Dataset excerpts on object pointing
========

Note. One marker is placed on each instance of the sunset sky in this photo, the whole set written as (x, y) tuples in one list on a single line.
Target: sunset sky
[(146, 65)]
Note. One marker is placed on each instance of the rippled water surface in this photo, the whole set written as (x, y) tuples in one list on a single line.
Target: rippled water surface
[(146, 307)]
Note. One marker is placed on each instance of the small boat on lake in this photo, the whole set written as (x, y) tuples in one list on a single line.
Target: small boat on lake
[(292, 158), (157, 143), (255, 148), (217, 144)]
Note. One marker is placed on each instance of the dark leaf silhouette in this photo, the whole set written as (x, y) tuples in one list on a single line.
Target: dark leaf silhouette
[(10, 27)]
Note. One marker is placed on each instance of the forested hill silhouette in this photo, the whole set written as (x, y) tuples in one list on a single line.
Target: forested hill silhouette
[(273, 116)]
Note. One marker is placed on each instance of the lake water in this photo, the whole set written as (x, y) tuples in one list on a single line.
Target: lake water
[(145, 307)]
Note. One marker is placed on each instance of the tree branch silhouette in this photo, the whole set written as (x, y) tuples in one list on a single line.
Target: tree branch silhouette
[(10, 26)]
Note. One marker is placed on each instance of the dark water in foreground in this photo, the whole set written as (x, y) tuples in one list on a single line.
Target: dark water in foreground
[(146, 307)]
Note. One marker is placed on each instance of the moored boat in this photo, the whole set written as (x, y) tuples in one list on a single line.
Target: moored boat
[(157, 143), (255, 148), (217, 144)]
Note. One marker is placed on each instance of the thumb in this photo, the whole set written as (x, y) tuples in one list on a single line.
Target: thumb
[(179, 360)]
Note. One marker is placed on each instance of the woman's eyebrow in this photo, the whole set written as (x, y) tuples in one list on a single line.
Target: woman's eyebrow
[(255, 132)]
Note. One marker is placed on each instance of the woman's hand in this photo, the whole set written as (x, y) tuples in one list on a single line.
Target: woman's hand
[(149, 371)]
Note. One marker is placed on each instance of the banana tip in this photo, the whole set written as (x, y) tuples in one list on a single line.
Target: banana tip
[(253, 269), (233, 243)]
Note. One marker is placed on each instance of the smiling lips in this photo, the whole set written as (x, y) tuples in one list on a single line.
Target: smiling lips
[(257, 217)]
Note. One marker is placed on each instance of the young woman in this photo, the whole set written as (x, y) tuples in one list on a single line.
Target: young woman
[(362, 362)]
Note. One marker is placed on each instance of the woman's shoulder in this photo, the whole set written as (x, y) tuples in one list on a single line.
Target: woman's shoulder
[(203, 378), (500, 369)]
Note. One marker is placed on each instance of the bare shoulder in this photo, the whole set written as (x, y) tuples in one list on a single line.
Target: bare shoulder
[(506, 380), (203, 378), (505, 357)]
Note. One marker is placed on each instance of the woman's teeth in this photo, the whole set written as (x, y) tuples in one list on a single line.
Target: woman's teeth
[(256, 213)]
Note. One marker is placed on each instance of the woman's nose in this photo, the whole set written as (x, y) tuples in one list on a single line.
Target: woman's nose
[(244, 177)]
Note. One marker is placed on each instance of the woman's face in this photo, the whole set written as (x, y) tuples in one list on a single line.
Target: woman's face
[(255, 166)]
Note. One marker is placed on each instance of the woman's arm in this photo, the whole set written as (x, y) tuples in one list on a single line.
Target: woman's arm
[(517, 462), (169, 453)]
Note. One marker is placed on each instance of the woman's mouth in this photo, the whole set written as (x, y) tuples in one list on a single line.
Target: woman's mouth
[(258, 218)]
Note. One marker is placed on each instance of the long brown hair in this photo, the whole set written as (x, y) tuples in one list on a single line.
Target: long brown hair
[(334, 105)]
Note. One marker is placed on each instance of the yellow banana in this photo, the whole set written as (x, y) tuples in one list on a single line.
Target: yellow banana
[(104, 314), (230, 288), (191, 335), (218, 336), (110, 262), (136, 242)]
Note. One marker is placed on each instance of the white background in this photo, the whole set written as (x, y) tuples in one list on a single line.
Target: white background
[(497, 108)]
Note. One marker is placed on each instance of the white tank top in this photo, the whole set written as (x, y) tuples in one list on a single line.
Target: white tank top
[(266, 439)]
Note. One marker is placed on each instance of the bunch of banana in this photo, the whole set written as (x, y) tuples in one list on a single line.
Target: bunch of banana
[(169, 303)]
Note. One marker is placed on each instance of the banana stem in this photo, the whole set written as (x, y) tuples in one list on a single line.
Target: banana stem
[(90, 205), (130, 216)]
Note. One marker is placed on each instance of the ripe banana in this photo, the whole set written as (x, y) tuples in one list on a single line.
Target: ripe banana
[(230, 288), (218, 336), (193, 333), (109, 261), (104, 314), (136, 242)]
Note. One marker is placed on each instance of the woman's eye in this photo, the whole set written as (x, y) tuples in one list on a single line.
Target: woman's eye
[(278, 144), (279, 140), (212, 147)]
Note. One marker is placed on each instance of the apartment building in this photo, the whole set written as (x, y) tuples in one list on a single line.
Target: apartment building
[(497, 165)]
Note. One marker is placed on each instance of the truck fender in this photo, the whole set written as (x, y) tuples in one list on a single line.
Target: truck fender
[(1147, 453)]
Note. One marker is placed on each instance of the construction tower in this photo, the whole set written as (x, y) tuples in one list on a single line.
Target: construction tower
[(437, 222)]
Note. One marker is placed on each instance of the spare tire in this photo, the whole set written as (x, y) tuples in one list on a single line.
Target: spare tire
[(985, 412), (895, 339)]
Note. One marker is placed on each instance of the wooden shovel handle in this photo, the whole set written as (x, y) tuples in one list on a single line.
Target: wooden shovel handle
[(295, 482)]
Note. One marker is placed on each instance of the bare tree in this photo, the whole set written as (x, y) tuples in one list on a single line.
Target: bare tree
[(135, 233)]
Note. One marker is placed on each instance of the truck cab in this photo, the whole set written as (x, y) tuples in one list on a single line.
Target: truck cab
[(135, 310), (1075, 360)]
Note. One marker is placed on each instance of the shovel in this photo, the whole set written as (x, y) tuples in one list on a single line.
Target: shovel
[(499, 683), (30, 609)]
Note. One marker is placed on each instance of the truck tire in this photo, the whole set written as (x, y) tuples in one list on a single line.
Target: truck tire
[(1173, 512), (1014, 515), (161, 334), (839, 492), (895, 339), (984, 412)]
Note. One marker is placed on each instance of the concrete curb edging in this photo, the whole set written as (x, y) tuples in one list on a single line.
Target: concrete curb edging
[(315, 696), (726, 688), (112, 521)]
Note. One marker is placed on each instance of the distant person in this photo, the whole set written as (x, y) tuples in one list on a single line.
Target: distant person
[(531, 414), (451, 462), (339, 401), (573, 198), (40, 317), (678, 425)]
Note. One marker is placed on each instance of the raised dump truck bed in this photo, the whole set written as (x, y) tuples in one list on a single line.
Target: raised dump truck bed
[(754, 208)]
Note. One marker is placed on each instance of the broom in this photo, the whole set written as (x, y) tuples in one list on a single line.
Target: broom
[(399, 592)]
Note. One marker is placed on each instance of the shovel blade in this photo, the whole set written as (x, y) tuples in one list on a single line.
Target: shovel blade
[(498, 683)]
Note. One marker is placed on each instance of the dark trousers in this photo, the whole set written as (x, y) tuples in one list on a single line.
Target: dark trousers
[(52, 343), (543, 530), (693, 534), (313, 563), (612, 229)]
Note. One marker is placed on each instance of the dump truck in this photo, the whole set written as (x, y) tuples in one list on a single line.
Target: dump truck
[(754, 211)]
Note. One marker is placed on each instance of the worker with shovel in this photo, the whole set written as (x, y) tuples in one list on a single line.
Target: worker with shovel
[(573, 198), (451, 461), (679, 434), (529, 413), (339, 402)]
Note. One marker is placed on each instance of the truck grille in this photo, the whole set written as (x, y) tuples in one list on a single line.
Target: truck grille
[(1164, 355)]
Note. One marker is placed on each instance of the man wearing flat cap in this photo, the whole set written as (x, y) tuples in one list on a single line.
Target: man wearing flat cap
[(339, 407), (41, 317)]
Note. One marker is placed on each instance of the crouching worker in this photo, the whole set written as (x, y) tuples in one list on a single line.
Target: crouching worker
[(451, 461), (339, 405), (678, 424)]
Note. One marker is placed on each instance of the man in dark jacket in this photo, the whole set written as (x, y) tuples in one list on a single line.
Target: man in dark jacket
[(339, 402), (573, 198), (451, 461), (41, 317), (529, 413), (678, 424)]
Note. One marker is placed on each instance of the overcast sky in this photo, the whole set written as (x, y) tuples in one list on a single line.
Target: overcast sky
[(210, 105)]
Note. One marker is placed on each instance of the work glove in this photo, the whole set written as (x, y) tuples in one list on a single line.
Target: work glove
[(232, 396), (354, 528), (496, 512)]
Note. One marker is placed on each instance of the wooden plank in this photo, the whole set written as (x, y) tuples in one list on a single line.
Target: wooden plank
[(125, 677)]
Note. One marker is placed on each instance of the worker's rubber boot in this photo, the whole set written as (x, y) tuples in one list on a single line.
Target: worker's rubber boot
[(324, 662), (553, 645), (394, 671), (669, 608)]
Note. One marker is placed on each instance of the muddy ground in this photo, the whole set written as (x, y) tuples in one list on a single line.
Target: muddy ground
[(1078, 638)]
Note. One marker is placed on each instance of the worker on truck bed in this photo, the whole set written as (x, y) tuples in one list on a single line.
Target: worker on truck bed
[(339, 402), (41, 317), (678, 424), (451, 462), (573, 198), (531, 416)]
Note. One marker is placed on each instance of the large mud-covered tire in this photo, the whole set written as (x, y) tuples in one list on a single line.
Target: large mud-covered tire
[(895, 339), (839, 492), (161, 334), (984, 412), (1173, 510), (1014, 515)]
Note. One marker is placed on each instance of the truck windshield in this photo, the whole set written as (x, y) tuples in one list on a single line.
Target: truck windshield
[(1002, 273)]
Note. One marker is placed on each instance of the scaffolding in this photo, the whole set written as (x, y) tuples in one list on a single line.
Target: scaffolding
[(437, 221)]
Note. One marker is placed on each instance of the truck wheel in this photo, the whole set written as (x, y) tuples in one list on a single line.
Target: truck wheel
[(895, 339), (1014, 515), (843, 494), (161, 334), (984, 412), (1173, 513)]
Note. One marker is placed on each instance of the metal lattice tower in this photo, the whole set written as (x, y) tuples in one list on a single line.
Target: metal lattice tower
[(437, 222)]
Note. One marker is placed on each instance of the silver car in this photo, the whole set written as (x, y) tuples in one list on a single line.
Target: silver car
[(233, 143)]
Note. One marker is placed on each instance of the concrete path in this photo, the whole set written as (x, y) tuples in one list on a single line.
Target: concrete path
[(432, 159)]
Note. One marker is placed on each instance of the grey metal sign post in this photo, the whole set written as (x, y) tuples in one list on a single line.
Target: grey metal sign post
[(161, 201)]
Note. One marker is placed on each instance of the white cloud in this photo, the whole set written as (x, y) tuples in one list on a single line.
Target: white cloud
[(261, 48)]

========

▸ **Given task**: Give the records from the line containing "Note. One marker is placed on each instance of the silver" through the end of the records, inclusive, as a two-column CSV with columns named request and answer. Write one row per record, putting each field in quotation marks and turning line breaks into spaces.

▸ **Solution**:
request,answer
"Note. One marker is placed on each instance of the silver car in this photo, the whole set written as (x, y) tuples in one list on a single line. Target: silver car","[(233, 143)]"
"Note. One marker is placed on each instance of the concrete path in this photo, the whole set written as (x, y) tuples in one list on a single line. Target: concrete path","[(432, 159)]"
"Note. One marker is placed on each instance of the grey metal sign post in this photo, the whole set written as (x, y) tuples in one list on a single line. Target: grey metal sign post","[(161, 201)]"
"Note. One marker is placed on each instance of the white cloud in this photo, the whole set written as (x, y) tuples in one list on a single line. Target: white cloud","[(261, 48)]"